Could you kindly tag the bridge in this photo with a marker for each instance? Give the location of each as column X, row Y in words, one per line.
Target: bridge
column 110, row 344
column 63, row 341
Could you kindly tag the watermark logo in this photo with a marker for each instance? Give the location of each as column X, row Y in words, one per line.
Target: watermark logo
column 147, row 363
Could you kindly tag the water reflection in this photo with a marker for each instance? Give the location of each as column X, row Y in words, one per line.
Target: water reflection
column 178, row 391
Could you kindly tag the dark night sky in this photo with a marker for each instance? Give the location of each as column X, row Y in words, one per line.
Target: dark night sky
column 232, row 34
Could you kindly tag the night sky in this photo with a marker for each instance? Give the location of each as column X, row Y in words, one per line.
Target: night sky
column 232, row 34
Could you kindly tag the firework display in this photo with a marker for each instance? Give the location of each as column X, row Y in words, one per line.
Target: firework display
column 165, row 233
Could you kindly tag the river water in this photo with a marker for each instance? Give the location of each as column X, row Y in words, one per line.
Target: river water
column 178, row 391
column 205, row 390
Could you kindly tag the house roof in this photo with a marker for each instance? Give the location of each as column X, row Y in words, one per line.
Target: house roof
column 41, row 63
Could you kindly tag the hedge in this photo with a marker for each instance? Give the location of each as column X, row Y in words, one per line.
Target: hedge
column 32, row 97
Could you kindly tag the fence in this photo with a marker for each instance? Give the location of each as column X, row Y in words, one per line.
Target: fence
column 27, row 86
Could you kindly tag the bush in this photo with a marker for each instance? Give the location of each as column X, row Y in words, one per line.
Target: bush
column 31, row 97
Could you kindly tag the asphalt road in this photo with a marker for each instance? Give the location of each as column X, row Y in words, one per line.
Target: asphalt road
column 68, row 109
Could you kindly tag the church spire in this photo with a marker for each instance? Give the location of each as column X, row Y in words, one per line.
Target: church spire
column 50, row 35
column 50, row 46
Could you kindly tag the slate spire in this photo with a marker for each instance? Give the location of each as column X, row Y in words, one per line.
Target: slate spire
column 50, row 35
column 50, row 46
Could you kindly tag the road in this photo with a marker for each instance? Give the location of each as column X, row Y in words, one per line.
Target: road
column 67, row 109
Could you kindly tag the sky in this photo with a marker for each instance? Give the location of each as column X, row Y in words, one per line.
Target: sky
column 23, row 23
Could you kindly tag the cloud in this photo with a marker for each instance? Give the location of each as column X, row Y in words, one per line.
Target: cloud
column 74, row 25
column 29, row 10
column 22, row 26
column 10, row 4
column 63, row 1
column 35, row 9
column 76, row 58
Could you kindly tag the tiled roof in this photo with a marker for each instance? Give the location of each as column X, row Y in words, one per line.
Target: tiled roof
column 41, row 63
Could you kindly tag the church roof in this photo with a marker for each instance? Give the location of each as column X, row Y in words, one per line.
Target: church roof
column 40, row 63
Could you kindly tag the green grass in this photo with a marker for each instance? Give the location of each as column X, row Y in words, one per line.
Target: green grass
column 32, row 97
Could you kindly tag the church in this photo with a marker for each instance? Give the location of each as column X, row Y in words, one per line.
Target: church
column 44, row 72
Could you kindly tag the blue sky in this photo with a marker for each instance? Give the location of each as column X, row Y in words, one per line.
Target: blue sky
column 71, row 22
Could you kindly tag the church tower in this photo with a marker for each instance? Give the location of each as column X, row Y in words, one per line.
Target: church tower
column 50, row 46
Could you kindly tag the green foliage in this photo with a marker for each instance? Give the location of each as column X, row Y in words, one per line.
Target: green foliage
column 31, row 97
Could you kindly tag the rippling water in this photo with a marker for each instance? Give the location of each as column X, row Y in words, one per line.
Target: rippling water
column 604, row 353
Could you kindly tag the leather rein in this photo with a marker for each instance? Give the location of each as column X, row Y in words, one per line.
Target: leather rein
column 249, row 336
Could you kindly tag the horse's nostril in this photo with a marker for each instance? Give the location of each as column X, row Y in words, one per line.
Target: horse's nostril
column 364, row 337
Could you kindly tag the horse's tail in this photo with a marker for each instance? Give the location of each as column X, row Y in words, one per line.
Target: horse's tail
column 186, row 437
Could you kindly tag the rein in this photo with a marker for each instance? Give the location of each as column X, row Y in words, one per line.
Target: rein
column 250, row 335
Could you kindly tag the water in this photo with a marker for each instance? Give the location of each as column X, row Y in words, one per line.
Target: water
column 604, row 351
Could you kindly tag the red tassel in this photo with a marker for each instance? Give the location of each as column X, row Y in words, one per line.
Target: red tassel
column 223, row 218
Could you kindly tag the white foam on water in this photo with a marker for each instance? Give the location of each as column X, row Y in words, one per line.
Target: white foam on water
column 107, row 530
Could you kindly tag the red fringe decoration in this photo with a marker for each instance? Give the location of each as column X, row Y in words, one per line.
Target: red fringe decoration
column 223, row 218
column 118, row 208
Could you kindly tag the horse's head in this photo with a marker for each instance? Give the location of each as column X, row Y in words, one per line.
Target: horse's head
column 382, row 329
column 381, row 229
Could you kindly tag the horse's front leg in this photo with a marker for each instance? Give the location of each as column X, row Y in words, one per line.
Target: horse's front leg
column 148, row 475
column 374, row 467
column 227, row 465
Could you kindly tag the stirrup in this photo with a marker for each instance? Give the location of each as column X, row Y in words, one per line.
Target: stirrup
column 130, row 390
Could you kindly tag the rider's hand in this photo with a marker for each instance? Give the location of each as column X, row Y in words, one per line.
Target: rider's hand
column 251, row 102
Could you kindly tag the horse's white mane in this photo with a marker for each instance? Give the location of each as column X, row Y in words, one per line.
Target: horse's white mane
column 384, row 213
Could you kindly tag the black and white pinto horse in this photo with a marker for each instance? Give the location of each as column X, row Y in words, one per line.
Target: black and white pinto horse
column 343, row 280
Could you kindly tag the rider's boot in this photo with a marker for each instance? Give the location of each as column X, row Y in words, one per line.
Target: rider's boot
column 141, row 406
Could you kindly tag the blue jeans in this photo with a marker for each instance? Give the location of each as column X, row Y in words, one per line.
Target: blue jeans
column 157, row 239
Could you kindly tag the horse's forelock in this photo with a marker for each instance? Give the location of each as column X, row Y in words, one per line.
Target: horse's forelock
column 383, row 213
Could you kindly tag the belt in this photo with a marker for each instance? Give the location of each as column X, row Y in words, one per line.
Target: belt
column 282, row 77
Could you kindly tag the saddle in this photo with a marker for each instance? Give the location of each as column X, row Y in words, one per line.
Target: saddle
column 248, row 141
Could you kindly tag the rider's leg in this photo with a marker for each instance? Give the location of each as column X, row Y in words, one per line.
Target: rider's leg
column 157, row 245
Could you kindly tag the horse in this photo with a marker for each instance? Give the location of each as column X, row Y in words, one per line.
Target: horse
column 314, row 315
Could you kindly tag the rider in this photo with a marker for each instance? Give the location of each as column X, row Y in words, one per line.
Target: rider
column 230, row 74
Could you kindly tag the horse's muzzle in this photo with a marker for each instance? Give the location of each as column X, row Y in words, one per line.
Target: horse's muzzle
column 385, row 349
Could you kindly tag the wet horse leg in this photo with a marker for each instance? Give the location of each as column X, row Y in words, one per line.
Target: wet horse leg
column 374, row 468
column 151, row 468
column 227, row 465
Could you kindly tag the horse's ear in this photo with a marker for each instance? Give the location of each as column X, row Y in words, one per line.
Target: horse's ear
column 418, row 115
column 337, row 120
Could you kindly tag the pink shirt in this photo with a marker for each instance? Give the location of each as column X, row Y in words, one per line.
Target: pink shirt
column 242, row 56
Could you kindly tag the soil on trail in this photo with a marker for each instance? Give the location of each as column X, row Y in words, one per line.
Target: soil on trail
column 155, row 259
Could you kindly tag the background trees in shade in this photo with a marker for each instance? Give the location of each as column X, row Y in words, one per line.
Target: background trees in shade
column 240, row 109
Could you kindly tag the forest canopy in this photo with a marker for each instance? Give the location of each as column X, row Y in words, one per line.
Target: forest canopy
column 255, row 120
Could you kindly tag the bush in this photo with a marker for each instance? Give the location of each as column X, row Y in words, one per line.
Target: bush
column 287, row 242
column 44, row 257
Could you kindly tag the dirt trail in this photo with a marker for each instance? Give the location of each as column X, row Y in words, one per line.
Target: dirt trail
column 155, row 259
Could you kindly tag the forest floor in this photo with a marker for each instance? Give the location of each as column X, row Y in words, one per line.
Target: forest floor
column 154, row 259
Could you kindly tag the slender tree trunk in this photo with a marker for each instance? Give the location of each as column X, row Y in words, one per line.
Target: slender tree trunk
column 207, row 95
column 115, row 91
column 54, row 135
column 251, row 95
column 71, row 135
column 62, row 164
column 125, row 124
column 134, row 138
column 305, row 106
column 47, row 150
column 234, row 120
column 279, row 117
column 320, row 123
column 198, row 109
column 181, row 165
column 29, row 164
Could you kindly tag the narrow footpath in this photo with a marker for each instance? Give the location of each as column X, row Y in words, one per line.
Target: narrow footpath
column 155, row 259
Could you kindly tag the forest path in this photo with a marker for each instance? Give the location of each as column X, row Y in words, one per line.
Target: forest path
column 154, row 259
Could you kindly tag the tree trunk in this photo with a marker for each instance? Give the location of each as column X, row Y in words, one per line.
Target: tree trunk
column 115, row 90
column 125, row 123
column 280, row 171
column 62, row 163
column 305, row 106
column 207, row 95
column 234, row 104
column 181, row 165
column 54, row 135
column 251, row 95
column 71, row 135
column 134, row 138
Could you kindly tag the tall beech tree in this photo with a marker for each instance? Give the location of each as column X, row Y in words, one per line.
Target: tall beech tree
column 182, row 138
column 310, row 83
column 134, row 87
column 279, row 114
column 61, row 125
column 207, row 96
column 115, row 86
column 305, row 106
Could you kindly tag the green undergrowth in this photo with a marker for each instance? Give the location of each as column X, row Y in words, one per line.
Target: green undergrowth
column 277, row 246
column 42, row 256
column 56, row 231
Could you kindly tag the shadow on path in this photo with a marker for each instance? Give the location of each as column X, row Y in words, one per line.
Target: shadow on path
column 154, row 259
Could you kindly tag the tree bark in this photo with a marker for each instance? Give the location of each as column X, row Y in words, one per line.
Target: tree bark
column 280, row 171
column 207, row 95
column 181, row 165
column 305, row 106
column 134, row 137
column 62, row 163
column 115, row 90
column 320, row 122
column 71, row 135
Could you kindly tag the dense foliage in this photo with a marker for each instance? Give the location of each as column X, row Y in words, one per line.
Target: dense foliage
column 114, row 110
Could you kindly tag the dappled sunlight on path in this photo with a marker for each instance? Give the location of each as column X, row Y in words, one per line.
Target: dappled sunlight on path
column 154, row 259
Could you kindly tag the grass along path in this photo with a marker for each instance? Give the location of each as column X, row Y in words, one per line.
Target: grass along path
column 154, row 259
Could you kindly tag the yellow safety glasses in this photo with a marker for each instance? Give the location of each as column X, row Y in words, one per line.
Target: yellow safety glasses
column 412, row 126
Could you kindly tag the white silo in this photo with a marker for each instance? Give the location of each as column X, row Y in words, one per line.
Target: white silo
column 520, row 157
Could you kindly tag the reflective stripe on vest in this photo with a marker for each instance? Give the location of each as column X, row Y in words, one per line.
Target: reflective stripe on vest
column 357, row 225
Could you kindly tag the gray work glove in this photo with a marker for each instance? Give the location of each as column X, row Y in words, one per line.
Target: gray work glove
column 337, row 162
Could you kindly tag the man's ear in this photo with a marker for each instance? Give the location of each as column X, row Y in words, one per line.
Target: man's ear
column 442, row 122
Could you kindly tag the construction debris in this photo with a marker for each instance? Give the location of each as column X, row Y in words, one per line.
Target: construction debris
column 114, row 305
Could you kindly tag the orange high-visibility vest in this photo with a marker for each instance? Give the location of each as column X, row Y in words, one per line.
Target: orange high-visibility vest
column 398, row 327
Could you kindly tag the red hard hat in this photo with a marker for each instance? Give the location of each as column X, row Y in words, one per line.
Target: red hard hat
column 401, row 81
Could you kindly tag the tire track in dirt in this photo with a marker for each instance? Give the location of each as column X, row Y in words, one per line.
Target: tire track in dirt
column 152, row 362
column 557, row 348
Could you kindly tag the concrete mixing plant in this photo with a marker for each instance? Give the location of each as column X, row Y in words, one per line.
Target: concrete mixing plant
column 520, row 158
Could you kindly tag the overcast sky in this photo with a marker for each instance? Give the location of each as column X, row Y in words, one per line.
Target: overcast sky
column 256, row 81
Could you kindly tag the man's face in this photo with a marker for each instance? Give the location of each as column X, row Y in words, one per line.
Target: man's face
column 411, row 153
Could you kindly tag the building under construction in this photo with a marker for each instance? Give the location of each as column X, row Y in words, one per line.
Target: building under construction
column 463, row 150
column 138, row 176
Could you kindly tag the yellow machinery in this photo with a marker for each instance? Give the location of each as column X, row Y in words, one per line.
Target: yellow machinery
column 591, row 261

____

EXERCISE GOAL ▸
Output only the lines from the one containing "Could you kindly tag the tire" through the end of the material, please, exactly as they appear.

ANSWER TO THE PROBLEM ▸
Could you kindly tag the tire track in dirt in this photo with a marker for each instance? Give the location of each as column X, row Y in words, one per line.
Target: tire track in dirt
column 152, row 362
column 557, row 348
Could you kindly tag the concrete mixing plant in this photo with a marker for each instance? Give the location of each as column X, row Y in words, one per line.
Target: concrete mixing plant
column 520, row 158
Could you kindly tag the overcast sky in this photo with a marker for each instance? Give the location of each as column X, row Y in words, one per line.
Target: overcast sky
column 256, row 81
Could you kindly tag the man's face in this photo with a marker for each instance? Give the location of each as column X, row Y in words, one per line.
Target: man's face
column 411, row 153
Could you kindly tag the building under construction in this photo with a marker for each instance? Give the location of each as column X, row Y in words, one per line.
Target: building under construction
column 463, row 150
column 138, row 176
Could you kindly tag the yellow machinery in this photo with a marker for each instance? Give the location of each as column X, row Y in words, one per line.
Target: yellow machinery
column 591, row 261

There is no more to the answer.